STUDY TEXT |
————
Distributed ADMM with Synergetic Communication and Computation
- URL: http://arxiv.org/abs/2009.13863v1
- Date: Tue, 29 Sep 2020 08:36:26 GMT
- Title: Distributed ADMM with Synergetic Communication and Computation
- Authors: Zhuojun Tian, Zhaoyang Zhang, Jue Wang, Xiaoming Chen, Wei Wang, and
Huaiyu Dai
- Abstract summary: We propose a novel distributed alternating direction method of multipliers (ADMM) algorithm with synergetic communication and computation.
In the proposed algorithm, each node interacts with only part of its neighboring nodes, the number of which is progressively determined according to a searching procedure.
We prove the convergence of the proposed algorithm and provide an upper bound of the convergence variance brought by randomness.
————
INFORMATION SUPPLIED |
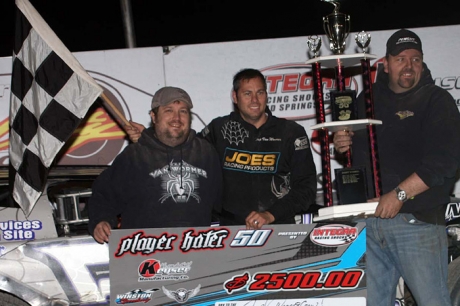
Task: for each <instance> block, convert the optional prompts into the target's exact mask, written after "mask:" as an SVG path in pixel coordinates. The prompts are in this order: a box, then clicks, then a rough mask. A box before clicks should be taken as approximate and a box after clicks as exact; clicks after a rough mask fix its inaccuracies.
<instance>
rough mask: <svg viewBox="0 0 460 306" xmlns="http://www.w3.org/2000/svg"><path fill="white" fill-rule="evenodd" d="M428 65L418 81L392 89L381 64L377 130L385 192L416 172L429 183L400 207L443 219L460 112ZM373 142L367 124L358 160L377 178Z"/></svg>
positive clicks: (360, 115)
————
WHAT TO WORK ON | From the distributed ADMM page above, repeat everything from "In the proposed" down to "brought by randomness.", word for word.

RESULT FOR THIS TASK |
In the proposed algorithm, each node interacts with only part of its neighboring nodes, the number of which is progressively determined according to a searching procedure.
We prove the convergence of the proposed algorithm and provide an upper bound of the convergence variance brought by randomness.